Текст документа |
====================
Когда судья повторил Сосновскому обвинение в том, что он офицер польской разведки, тот поднялся, щёлкнув каблуками стал по стойке «смирно» и чётко сказал:

– Да, вы правы. Я – офицер польской разведки.

Юрек Сосновский проявил полное равнодушие к своей судьбе. Его единственной заботой было спасение Бениты и Ренаты. Он настаивал на том, что Бенита ничего не знала о его работе. То, что она познакомила его с некоторыми из женщин, работавших в государственных учреждениях, было простым совпадением. Он заявил суду, что шантажировал Ренату, и она никогда не понимала, что простые копирки представляют такую ценность для её министерства. Но его самоотверженность никому не помогла.

Фрау фон Фалькенгейн и фрейлейн фон Натцмер приговорили к смертной казни, фрейлейн фон Йену и Юрека Сосновского как иностранца – к пожизненному заключению.

Уже после приговора фрау фон Фалькенгейн заявила о своём желании выйти замуж за капитана Сосновского. Тот согласился, ведь это давало какой-то шанс спасти её, так как она приобретала в таком случае польское гражданство. Но Гитлер, отказав ей в этой просьбе, утвердил смертный приговор. Обе женщины были казнены в феврале 1935 года на глазах у Юрека Сосновского.
====================
Условия задания |
1. Объясните по тексту о деле Сосновского, почему он согласился жениться на фрау фон Фалькенгейн. Ответ уложите в одно–три предложения.
2. Когда, согласно тексту о деле Сосновского, казнили обеих женщин?
3. Продолжите текст о деле Сосновского после его последнего предложения.
Материал для этой работы не нужен.

Исходный материал |
====================
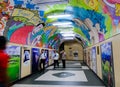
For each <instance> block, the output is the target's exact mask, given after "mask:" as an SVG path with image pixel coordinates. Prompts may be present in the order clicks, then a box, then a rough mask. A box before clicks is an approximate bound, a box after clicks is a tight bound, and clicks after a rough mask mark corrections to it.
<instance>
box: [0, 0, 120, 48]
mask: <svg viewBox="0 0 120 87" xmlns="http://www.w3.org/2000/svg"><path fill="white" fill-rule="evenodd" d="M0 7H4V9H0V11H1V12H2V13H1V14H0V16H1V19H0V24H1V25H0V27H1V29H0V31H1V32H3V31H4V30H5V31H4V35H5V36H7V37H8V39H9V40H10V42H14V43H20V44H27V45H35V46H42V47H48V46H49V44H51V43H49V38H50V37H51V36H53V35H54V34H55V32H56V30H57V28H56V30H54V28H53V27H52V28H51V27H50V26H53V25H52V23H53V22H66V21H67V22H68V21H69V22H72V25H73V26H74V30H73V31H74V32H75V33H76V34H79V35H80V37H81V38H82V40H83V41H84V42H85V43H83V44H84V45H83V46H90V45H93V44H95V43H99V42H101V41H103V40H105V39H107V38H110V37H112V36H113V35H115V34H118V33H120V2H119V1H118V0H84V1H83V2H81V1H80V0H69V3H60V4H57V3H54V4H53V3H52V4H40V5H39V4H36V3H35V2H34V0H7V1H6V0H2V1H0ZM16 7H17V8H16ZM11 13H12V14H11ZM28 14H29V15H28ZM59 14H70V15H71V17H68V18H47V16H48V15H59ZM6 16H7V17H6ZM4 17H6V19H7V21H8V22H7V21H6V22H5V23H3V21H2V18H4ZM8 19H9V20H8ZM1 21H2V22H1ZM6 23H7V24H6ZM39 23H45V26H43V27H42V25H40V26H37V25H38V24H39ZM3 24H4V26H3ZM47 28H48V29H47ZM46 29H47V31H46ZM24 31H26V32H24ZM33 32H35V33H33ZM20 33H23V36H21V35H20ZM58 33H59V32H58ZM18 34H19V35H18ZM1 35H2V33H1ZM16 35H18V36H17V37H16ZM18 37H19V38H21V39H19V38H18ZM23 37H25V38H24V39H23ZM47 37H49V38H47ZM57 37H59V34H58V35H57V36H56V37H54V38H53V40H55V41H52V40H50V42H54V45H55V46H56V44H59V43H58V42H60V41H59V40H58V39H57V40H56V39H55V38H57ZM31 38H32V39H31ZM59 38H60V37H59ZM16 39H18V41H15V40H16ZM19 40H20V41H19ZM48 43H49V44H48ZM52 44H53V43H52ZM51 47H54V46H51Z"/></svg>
====================
Ответы по номерам |
1. Сосновский согласился, потому что брак давал хоть какой-то шанс её спасти. Став его женой, она получила бы польское гражданство.

2. В феврале 1935 года, на глазах у Юрека Сосновского.

3.
По пути на плаху Бенита фон Фалькенгейн воскликнула: «Я с радостью умираю за своё новое отечество!» Растроганный Сосновский склонился перед ней и молча поцеловал руку.

Казнь Бениты и Ренаты происходила во дворе тюрьмы Плётцензее в присутствии свидетелей, в числе которых был Рейнхард Гейдрих, группа партийных функционеров и чинов гестапо и СС, явившихся насладиться зрелищем.

Палач был в вечернем костюме, цилиндре и чёрной маске. Рената подвергалась казни первой, Бенита и Юрек должны были наблюдать её. В последнюю минуту нервы фрейлейн фон Натцмер сдали. Три тюремных надзирателя с трудом приволокли её, пронзительно кричащую и сопротивляющуюся, на плаху и удерживали тело в позе, позволившей палачу нанести удар. Было ясно, что он сам потрясён, и первый удар топора был неудачным.

Баронесса фон Фалькенгейн приняла свою участь спокойно. Она верила в то, что Сосновский не перенесёт её гибели и они вскоре встретятся на небесах.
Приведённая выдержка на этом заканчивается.